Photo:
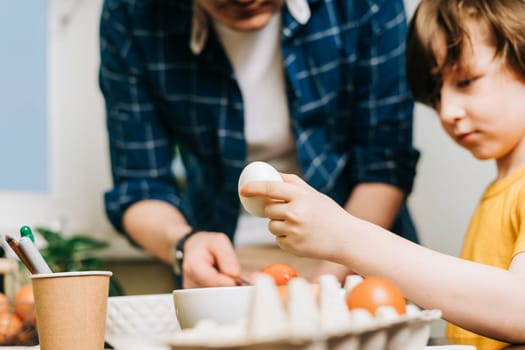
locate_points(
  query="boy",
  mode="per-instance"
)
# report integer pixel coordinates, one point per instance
(466, 59)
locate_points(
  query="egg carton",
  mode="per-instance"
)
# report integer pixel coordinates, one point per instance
(310, 323)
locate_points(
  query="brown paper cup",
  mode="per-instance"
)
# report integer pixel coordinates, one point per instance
(71, 309)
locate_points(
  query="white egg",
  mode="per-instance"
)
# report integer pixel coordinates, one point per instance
(257, 171)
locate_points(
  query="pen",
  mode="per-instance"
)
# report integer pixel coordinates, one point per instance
(25, 231)
(33, 255)
(14, 246)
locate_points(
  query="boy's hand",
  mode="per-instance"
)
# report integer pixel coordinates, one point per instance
(300, 217)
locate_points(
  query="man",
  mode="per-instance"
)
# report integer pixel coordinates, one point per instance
(315, 88)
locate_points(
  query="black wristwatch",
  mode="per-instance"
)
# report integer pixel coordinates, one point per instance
(178, 252)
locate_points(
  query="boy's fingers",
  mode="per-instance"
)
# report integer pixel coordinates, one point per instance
(272, 189)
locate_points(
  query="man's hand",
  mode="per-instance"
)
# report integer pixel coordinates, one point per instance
(209, 261)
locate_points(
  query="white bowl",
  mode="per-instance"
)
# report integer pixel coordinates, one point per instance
(220, 304)
(139, 319)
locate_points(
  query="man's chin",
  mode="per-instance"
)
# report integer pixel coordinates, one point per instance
(250, 24)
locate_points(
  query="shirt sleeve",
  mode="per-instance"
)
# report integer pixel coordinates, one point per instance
(383, 134)
(141, 149)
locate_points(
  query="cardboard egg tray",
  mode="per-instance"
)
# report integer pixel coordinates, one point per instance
(310, 323)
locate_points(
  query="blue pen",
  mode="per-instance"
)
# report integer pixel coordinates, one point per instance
(25, 231)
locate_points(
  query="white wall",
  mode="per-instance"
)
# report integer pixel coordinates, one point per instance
(448, 185)
(78, 146)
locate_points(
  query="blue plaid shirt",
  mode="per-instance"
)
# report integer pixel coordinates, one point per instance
(350, 107)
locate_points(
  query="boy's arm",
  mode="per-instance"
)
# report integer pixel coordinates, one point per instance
(375, 202)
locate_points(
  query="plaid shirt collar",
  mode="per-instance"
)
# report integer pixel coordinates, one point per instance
(299, 10)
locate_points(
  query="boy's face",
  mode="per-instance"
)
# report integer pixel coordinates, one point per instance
(481, 102)
(242, 15)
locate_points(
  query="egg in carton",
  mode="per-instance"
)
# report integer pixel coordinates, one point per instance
(310, 322)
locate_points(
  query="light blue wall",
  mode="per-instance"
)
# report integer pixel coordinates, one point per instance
(24, 159)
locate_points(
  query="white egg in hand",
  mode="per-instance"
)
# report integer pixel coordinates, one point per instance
(257, 171)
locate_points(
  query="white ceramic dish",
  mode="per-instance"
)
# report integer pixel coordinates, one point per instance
(136, 321)
(309, 322)
(219, 304)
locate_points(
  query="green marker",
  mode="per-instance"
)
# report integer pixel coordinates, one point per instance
(25, 231)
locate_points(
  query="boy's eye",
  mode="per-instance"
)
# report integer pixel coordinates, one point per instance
(464, 82)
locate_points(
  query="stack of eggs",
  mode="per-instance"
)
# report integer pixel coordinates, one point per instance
(313, 318)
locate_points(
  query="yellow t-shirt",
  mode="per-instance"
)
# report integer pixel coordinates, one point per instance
(495, 235)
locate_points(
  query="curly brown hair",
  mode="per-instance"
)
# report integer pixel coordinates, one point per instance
(446, 20)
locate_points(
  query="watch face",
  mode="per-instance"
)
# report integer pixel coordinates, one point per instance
(177, 261)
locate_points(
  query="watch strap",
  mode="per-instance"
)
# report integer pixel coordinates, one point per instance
(178, 252)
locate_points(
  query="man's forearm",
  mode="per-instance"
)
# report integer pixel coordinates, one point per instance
(155, 225)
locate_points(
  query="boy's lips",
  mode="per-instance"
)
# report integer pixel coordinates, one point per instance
(248, 10)
(465, 137)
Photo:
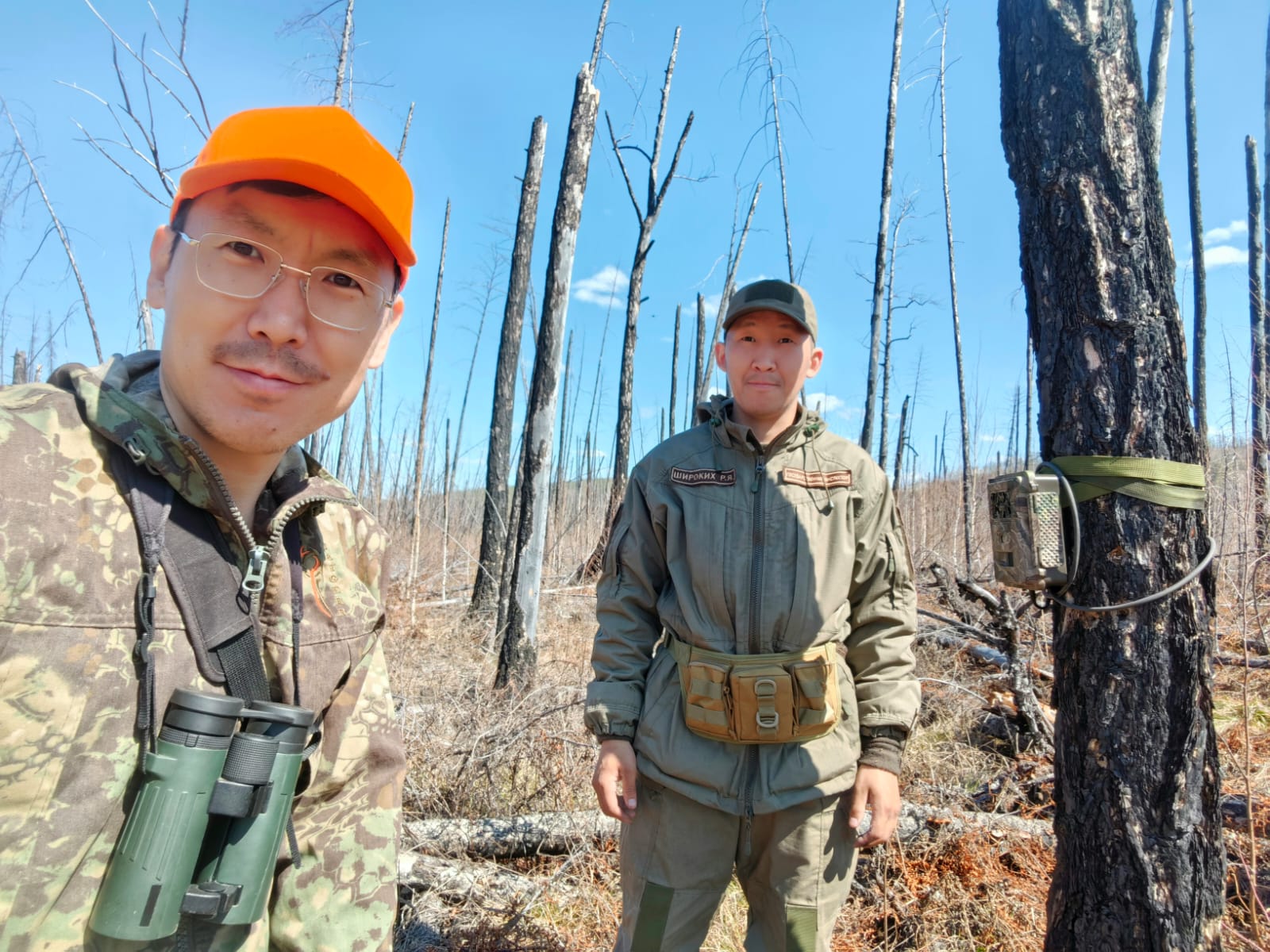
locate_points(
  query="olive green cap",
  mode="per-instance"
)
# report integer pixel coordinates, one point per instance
(772, 295)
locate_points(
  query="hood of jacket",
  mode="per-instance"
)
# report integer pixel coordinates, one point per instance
(122, 403)
(718, 412)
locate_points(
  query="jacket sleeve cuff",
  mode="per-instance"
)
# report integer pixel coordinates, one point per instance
(882, 752)
(602, 738)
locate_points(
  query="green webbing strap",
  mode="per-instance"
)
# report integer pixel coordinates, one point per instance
(1178, 486)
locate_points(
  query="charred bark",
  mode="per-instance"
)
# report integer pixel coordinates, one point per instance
(675, 365)
(1140, 857)
(647, 217)
(1257, 310)
(888, 163)
(518, 659)
(417, 517)
(1197, 222)
(493, 531)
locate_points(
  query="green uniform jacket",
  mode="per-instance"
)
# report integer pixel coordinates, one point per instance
(69, 568)
(743, 551)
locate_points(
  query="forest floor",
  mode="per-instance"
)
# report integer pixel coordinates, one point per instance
(478, 753)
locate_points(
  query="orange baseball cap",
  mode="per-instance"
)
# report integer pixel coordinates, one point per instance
(321, 148)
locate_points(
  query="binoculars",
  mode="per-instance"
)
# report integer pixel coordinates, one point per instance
(203, 833)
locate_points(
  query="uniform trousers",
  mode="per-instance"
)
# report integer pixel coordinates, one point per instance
(677, 857)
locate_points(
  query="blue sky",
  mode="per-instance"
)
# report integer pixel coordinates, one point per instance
(480, 73)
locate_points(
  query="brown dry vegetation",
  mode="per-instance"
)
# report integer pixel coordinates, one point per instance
(478, 753)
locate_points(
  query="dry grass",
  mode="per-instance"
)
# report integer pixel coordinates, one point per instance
(475, 752)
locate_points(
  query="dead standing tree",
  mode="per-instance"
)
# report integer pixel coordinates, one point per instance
(736, 249)
(1140, 856)
(493, 531)
(647, 219)
(967, 474)
(518, 659)
(888, 163)
(1157, 71)
(762, 60)
(57, 225)
(1197, 222)
(1257, 313)
(417, 512)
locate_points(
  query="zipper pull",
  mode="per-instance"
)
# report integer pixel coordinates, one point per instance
(257, 564)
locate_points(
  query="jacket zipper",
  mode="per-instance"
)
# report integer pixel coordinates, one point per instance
(258, 556)
(756, 581)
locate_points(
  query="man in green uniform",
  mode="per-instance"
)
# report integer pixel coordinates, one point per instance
(753, 674)
(279, 274)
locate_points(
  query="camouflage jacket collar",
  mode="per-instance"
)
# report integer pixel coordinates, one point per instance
(121, 400)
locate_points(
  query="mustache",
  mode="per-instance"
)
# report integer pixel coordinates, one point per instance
(258, 353)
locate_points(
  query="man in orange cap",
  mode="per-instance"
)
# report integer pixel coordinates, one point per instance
(279, 273)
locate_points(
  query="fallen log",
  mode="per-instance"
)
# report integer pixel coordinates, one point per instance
(506, 838)
(459, 881)
(982, 653)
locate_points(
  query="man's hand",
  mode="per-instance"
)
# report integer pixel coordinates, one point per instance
(614, 780)
(878, 790)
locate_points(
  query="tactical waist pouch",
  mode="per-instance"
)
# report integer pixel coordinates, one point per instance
(759, 698)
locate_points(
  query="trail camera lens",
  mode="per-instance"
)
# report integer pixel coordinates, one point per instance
(1026, 526)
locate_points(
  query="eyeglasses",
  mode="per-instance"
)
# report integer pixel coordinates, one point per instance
(247, 270)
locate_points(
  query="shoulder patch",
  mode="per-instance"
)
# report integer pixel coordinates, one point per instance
(702, 478)
(831, 479)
★ ★ ★ ★
-- Direction --
Every line above should be repeated exactly; pictures stay out of the copy.

-- Right answer --
Photo:
locate_points(
  query="boy",
  mode="per-instance"
)
# report integer pixel coordinates, one point per instance
(466, 59)
locate_points(
  query="egg carton",
  mode="per-instance"
)
# report integer pixel coordinates, one point per instance
(310, 323)
locate_points(
  query="brown paper cup",
  mode="per-instance"
)
# report integer pixel coordinates, one point per instance
(71, 309)
locate_points(
  query="white egg",
  mode="per-instance"
)
# report integer pixel coordinates, one point per instance
(257, 171)
locate_points(
  query="pen",
  mode="per-instance"
)
# report integer pixel coordinates, one point per instance
(25, 231)
(33, 255)
(14, 246)
locate_points(
  query="boy's hand",
  mode="per-instance"
)
# report integer pixel coordinates, one point per instance
(300, 217)
locate_points(
  query="man",
  mode="per-instance"
)
# report integer pixel coordinates, one point per instance
(315, 88)
locate_points(
  query="black wristwatch",
  mode="per-instance"
)
# report integer pixel coordinates, one point per instance
(178, 252)
locate_points(
  query="boy's fingers",
  mode="per-instance"
)
# report integer pixel coordinates, one point per instance
(272, 189)
locate_points(
  query="man's hand",
  mode="per-instance"
)
# report integer pixel coordinates, one point per instance
(209, 261)
locate_points(
  query="white bowl",
  mode="per-instance"
)
# report integer pixel coordinates, one point per instance
(220, 304)
(139, 319)
locate_points(
  query="man's chin",
  mode="per-instance"
)
# report integer pixel coordinates, one point per instance
(250, 24)
locate_points(
  query="shirt sleeve",
  mode="per-instance"
)
# report integer pixel coordinates, one point per instance
(383, 134)
(141, 149)
locate_points(
  query="cardboard egg tray",
  mode="per-instance"
)
# report integer pixel coordinates, one point per instance
(310, 323)
locate_points(
  query="blue pen",
  mode="per-instance"
)
# report integer pixel coordinates, one point per instance
(25, 231)
locate_points(
  query="white wall",
  mode="per-instance"
)
# report integer pixel coordinates, one point per instance
(448, 185)
(78, 146)
locate_points(
  query="blue plaid shirt",
  mode="per-instance"
)
# report integer pixel coordinates, one point per instance
(350, 107)
locate_points(
  query="boy's arm",
  mode="per-instance"
)
# report integer pixel coordinates, one point per instance
(375, 202)
locate_points(
  query="plaid shirt collar",
  mode="per-instance"
)
# report integer pixel coordinates, one point per instance
(299, 10)
locate_points(
  query="boy's face",
  mode="per-instance"
)
# report integer pixel coordinates, one point per instance
(481, 102)
(242, 15)
locate_points(
  query="egg in carton",
  mode="per-instance"
)
# report integer pixel coordinates, one point per instance
(310, 322)
locate_points(
  query="light blue wall",
  mode="per-instance"
)
# report integer pixel coordinates, one point per instance
(24, 159)
locate_points(
  query="white egg in hand",
  mode="per-instance"
)
# report integer pixel coordinates, one point per instance
(257, 171)
locate_points(
  query="white ceramic dish",
  mode="per-instance"
)
# report integer pixel coordinates, one point per instance
(136, 321)
(309, 322)
(219, 304)
locate_points(
  query="green marker",
  mode="per-instance"
)
# report integer pixel coordinates, one point per instance
(25, 231)
locate_points(
  query="boy's eye",
  mode="per-instance"
)
# report integer pixel coordinates, one point per instance
(464, 82)
locate_points(
  query="stack of eggs",
  mode="per-instance"
)
# report integer pixel coordinates, one point per instance
(313, 318)
locate_points(
  query="yellow t-shirt",
  mode="per-instance"
)
# report integer pixel coordinates, one point per instance
(495, 235)
locate_points(
  query="curly brown hair",
  mode="per-instance"
)
# report integer pixel coordinates, one point per instance
(446, 20)
locate_points(
  query="watch face",
  mode="per-instance"
)
# report integer pixel coordinates, one point per instance
(177, 261)
locate_points(
  query="watch strap",
  mode="per-instance"
)
# report integer pixel coordinates, one point per instance
(178, 252)
locate_points(
  query="man's forearm",
  mode="per-instance"
)
# report integer pixel coordinates, one point per instance
(155, 225)
locate_points(
  query="boy's lips",
  mode="per-instance"
)
# report integer pixel coordinates, one point per instance
(248, 10)
(465, 137)
Photo:
locate_points(
  query="olive green cap",
  mode="per-instance"
)
# report integer pixel coordinates, one point per instance
(772, 295)
locate_points(
  query="hood of jacket",
  mode="per-instance"
)
# report integer pixel coordinates, one point per instance
(122, 403)
(718, 412)
locate_points(
  query="jacket sleeve cuff",
  mode="per-instance"
)
# report integer pixel coordinates, one point per instance
(882, 752)
(602, 738)
locate_points(
  query="green webbing strap",
  mode="per-instance"
)
# report integer pixel coordinates, one point per instance
(1178, 486)
locate_points(
  query="charred bark",
  mode="per-instance"
)
# report integer pixel coordinates, one point per instance
(675, 365)
(1140, 857)
(647, 217)
(1257, 310)
(888, 163)
(518, 659)
(417, 517)
(1197, 222)
(493, 531)
locate_points(
  query="green uniform jacket",
  mode="per-instance"
)
# report integer pixel coordinates, one point per instance
(69, 568)
(743, 551)
locate_points(
  query="forest floor",
  mode="per-instance"
)
# report integer pixel coordinates, one point per instance
(478, 753)
locate_points(
  query="orange baseball cap",
  mode="per-instance"
)
# report integer pixel coordinates, one point per instance
(321, 148)
locate_points(
  query="binoculars",
  mode="per-instance"
)
# report integer pixel coordinates, one point per instance
(203, 833)
locate_points(
  query="uniform trousers",
  mode="per-instance"
)
# report integer pixel coordinates, one point per instance
(677, 857)
locate_points(
  query="blue sky",
  mode="per-instance"
)
# report integer pixel coordinates, one point per instance
(480, 73)
locate_points(
  query="brown dry vegetation",
  mode="per-instance"
)
# report integer pixel coordinates, one point per instance
(478, 753)
locate_points(
  query="dry grass",
  mode="per-instance"
)
# report integer pixel coordinates, one point per instance
(475, 752)
locate_points(
  query="dead standing tree",
  mode="per-instance"
)
# report integer pixel coordinates, one point per instance
(736, 249)
(1140, 856)
(493, 531)
(647, 219)
(967, 474)
(518, 659)
(888, 163)
(1157, 71)
(762, 60)
(57, 225)
(1197, 222)
(1257, 313)
(417, 512)
locate_points(
  query="zipper pull",
  mode="per-instance"
)
# report integer pixel coordinates, one point per instance
(257, 564)
locate_points(
  query="jacket zipper",
  mode="per-instance"
)
# report integer pixel coordinates, one point per instance
(258, 556)
(756, 581)
locate_points(
  query="man in green uniform",
  mode="per-instance"
)
# report integer pixel coordinates, one point per instance
(753, 674)
(279, 274)
locate_points(
  query="camouflage jacket collar",
  mode="per-instance"
)
# report integer pixel coordinates, one point per instance
(121, 400)
locate_points(
  query="mustache",
  mode="per-instance"
)
# report integer pixel coordinates, one point per instance
(258, 353)
locate_points(
  query="man in orange cap",
  mode="per-instance"
)
# report integer pixel coordinates, one point per instance
(279, 273)
locate_points(
  query="fallen log",
  mode="per-instance"
)
# report integer pixel coordinates, one point per instance
(506, 838)
(459, 881)
(982, 653)
locate_points(
  query="man's hand",
  mode="per-instance"
)
# report integer pixel coordinates, one point per instance
(614, 780)
(878, 790)
locate_points(
  query="tactical waist pouch",
  mode="per-instance"
)
# report integer pixel coordinates, one point per instance
(759, 698)
locate_points(
  query="trail camera lens",
  mode="per-instance"
)
# report integer pixel coordinates, one point per instance
(1026, 526)
locate_points(
  query="eyeglasses",
  mode="per-instance"
)
# report integer pixel coordinates, one point per instance
(247, 270)
locate_points(
  query="shoulder patch",
  mode="per-instance"
)
# report integer pixel coordinates, one point per instance
(702, 478)
(831, 479)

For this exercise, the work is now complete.